▸ Set problem
Identify every line in the entries below that contains the word "pleated", and copy each of those lines.

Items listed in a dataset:
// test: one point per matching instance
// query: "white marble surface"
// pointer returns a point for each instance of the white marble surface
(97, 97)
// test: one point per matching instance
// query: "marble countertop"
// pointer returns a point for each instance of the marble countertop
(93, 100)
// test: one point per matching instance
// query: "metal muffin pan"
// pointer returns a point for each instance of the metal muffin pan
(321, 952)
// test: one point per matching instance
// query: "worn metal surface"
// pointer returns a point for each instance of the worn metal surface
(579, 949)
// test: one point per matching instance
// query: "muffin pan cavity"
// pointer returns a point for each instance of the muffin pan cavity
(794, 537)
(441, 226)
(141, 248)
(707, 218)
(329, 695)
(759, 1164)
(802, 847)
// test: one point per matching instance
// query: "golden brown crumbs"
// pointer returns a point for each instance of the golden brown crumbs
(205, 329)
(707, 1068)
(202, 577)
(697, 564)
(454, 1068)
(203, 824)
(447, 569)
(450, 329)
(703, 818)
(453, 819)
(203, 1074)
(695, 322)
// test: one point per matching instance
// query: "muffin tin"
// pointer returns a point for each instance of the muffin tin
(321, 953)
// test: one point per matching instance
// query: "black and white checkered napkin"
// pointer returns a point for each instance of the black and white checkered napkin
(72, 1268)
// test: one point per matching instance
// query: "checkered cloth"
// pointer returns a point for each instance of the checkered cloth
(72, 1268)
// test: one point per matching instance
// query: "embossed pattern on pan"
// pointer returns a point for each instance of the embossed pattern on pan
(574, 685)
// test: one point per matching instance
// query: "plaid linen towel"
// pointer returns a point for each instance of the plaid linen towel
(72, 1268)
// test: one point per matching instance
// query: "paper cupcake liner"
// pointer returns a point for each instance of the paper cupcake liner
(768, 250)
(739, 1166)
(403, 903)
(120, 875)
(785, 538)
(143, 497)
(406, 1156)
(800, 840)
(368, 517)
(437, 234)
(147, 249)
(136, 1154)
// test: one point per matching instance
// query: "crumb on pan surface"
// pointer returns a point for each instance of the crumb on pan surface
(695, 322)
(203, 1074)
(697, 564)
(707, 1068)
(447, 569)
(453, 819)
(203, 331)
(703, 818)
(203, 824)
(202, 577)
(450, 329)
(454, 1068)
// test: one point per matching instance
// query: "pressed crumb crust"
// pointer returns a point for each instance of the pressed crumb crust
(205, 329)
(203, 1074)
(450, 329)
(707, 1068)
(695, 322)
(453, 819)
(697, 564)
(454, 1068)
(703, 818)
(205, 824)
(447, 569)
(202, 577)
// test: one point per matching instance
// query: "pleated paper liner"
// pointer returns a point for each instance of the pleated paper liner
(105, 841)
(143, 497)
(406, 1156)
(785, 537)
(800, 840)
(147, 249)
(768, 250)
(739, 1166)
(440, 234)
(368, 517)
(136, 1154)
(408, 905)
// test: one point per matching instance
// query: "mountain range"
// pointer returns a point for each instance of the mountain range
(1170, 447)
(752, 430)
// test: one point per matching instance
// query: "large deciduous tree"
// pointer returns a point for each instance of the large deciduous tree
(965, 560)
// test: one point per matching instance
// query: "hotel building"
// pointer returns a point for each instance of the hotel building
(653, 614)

▸ Output below
// query: "pleated paper liner"
// pointer returns a point for each instance of the pleated paper liner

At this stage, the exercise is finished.